La facilité l’emporte toujours sur la bonne gestion

La facilité l’emporte toujours sur la bonne gestion

Le rapport des Français à l’économie a toujours été étrange. Nombreux sont ceux qui ont soif de consommation tout en récusant le capitalisme. Les bénéfices sont par nature suspects et sont assimilés à une rente pénalisant les salariés. Les Français sont individuellement prudents mais collectivement impécunieux. Ils sont des épargnants émérites mais demandent à leur Etat, à leurs collectivités territoriales ou à leurs régimes sociaux de dépenser sans compter pour maintenir ou améliorer leurs conditions de vie tout en assurant une bonne gestion. Ils estiment à la fois que les prestations sociales sont insuffisantes et les déficits excessifs.

Les gouvernements, quelle que soit leur couleur politique, ont toujours accru les dépenses publiques

Depuis quarante ans, face au ralentissement de la croissance, face aux crises, les gouvernements, quelle que soit leur couleur politique, ont toujours accru les dépenses publiques au point que la dette publique est passée de 21% à plus de 110 % du PIB entre 1981 à 2024. Notre voisin allemand n’a pas connu une telle dérive, sa dette publique étant actuellement inférieure à 65 % du PIB.

En France, les problèmes financiers de l’Etat sont une tradition qui remonte bien avant la Révolution de 1789. Les Rois ont très souvent eu recours à des expédients et à des banquiers plus ou moins véreux. De 1949 à 2024, le solde public français n’a été positif qu’à douze reprises.

------------------------------------------------------------

- TRAVAIL À FAIRE -
A. Extrayez du texte sur la dette publique française le passage qui va de « Depuis quarante ans, face » à « 65 % du PIB. ».
B. Traduisez en anglais cette phrase du texte sur la dette publique française : « Les Français sont individuellement prudents mais collectivement impécunieux. »

- Entrées enregistrées -
------------------------------------------------------------

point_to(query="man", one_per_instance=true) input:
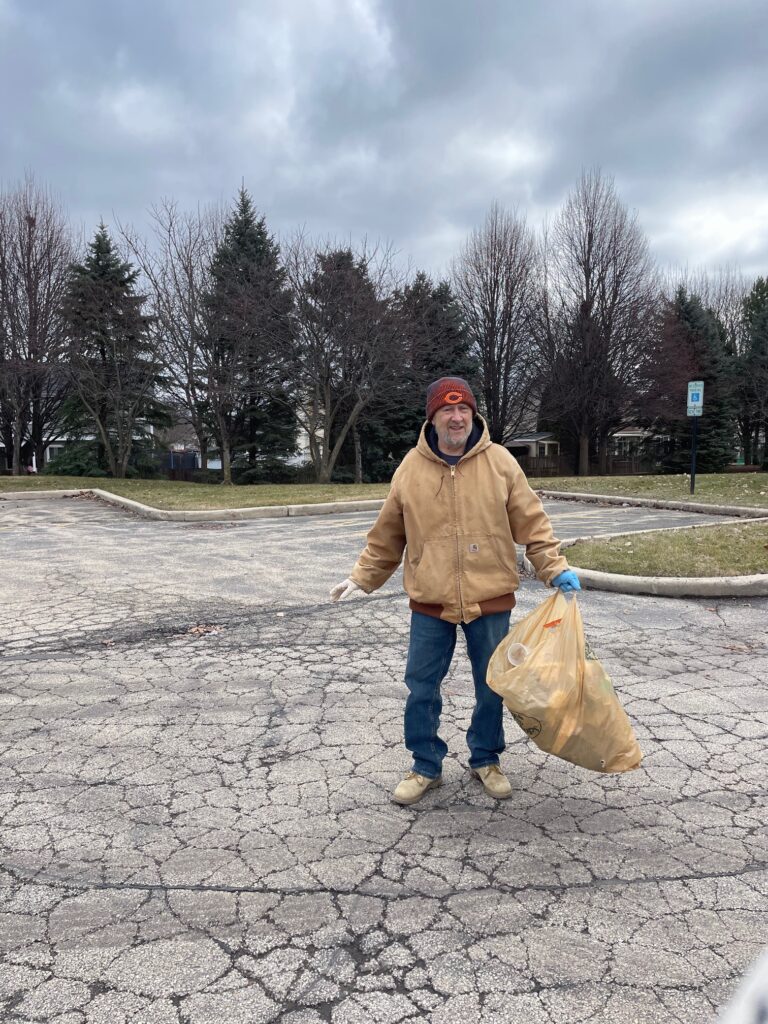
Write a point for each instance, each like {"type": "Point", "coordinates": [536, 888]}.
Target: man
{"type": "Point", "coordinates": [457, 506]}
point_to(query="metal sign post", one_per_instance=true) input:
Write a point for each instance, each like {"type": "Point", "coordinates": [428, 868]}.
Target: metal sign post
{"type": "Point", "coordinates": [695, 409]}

------------------------------------------------------------

- RÉPONSES ATTENDUES -
A.
Depuis quarante ans, face au ralentissement de la croissance, face aux crises, les gouvernements, quelle que soit leur couleur politique, ont toujours accru les dépenses publiques au point que la dette publique est passée de 21% à plus de 110 % du PIB entre 1981 à 2024. Notre voisin allemand n’a pas connu une telle dérive, sa dette publique étant actuellement inférieure à 65 % du PIB.

B. The French are individually prudent but collectively impecunious.